* _ÉNONCÉ DE L'EXERCICE_:
Citez mot pour mot l'intégralité du passage ci-dessous consacré à The Shining.

* _PASSAGE CITÉ_:

Film par et pour l’image, film piège avant tout, The Shining tente, sans véritable conviction, de persuader le spectateur de son caractère anodin. C’est, à l’image de ce garçon aux pouvoirs fabuleux, Danny, qu’il faudrait laisser croire à l’innocence des représentations, et à leur neutralité, ce que la narration s’échine à démentir tout au long de sa progression. " It’s just like pictures in book (…) It isn’t real " (1) nous dit-on, mais dans The Shining les images poussent à l’homicide, et leur influence sur les deux personnages masculins, Danny et son père Jack Torrance, détermine de quel côté ceux-ci se situent face à la montée insane qui semble graduellement submerger les couloirs et les chambres de l’hôtel commodément baptisé " Overlook " (2).

Extraits de données d'étiquetage de lieux
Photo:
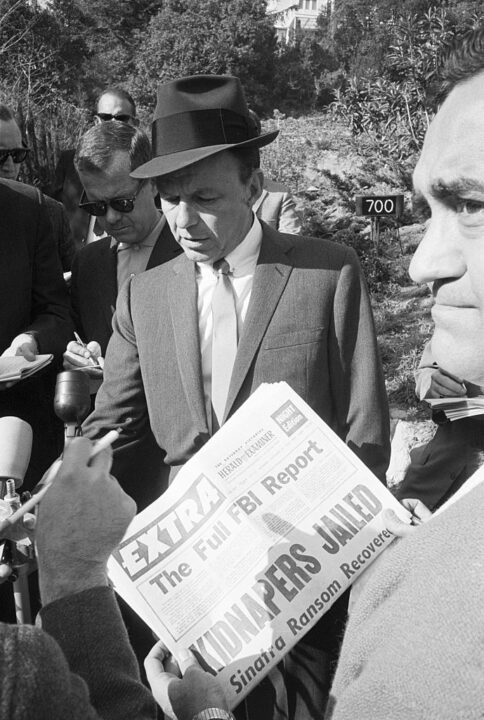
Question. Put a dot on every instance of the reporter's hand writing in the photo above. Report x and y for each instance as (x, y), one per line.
(443, 384)
(182, 698)
(81, 519)
(89, 358)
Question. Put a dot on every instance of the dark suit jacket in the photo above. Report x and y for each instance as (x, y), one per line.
(309, 323)
(93, 293)
(34, 299)
(94, 287)
(33, 295)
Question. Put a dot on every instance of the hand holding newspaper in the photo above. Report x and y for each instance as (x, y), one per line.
(259, 534)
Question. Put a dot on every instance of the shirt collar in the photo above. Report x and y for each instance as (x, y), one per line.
(149, 240)
(243, 258)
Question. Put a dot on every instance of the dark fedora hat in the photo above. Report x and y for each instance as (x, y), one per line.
(196, 117)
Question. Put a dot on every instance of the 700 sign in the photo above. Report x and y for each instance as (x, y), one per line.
(379, 205)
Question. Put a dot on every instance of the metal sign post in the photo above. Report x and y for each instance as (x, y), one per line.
(377, 206)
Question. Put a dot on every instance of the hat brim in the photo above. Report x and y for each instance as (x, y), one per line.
(165, 164)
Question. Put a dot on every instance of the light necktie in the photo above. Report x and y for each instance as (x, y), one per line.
(224, 337)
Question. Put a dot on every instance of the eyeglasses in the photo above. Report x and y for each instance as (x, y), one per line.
(105, 117)
(18, 155)
(99, 208)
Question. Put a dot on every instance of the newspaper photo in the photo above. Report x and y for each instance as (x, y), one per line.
(256, 538)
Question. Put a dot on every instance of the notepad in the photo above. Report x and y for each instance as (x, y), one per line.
(16, 367)
(456, 408)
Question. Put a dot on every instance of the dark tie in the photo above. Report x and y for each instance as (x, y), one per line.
(224, 337)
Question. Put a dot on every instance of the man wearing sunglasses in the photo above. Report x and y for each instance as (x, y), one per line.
(13, 152)
(137, 238)
(114, 103)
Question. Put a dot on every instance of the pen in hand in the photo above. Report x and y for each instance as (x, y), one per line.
(92, 359)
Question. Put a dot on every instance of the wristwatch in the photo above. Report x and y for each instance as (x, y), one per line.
(214, 714)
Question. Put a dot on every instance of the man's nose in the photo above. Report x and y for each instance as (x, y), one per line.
(439, 255)
(112, 216)
(185, 216)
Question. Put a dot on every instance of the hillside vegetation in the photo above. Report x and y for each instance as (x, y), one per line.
(322, 162)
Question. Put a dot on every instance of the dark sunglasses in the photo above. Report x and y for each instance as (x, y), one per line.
(18, 155)
(105, 117)
(98, 208)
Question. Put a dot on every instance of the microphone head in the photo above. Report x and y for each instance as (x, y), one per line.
(72, 400)
(15, 448)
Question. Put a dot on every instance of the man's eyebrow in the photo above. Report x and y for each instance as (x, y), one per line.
(455, 188)
(419, 203)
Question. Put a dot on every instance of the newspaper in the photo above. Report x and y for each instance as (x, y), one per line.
(259, 534)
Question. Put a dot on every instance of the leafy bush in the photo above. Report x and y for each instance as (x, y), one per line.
(391, 110)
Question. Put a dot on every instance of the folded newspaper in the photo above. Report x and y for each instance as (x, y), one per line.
(456, 408)
(259, 534)
(16, 367)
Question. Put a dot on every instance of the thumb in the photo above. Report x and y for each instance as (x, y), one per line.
(186, 660)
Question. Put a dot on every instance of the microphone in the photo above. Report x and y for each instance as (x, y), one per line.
(72, 400)
(15, 449)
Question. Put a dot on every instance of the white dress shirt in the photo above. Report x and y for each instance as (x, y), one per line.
(242, 261)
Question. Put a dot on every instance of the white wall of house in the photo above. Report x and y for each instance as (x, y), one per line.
(293, 16)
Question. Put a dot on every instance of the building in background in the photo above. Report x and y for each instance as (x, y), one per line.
(294, 17)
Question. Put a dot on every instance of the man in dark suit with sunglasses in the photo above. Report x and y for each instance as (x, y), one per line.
(114, 103)
(13, 152)
(137, 238)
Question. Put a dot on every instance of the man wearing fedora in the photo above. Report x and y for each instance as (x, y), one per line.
(244, 304)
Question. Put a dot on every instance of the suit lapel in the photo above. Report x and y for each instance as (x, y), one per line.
(108, 284)
(271, 275)
(182, 293)
(164, 249)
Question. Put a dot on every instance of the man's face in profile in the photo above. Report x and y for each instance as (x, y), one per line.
(449, 177)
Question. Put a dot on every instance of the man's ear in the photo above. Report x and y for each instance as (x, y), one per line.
(255, 186)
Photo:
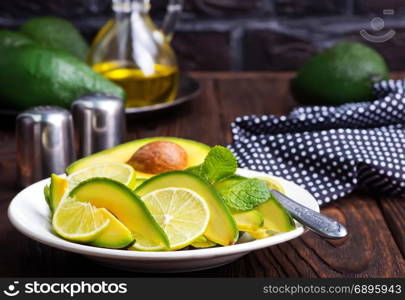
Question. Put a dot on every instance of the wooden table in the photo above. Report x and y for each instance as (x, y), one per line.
(374, 248)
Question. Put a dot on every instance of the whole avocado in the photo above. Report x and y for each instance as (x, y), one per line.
(340, 74)
(32, 75)
(56, 33)
(10, 38)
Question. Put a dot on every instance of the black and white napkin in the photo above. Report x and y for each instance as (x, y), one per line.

* _RÉPONSE ATTENDUE_:
Film par et pour l’image, film piège avant tout, The Shining tente, sans véritable conviction, de persuader le spectateur de son caractère anodin. C’est, à l’image de ce garçon aux pouvoirs fabuleux, Danny, qu’il faudrait laisser croire à l’innocence des représentations, et à leur neutralité, ce que la narration s’échine à démentir tout au long de sa progression. " It’s just like pictures in book (…) It isn’t real " (1) nous dit-on, mais dans The Shining les images poussent à l’homicide, et leur influence sur les deux personnages masculins, Danny et son père Jack Torrance, détermine de quel côté ceux-ci se situent face à la montée insane qui semble graduellement submerger les couloirs et les chambres de l’hôtel commodément baptisé " Overlook " (2).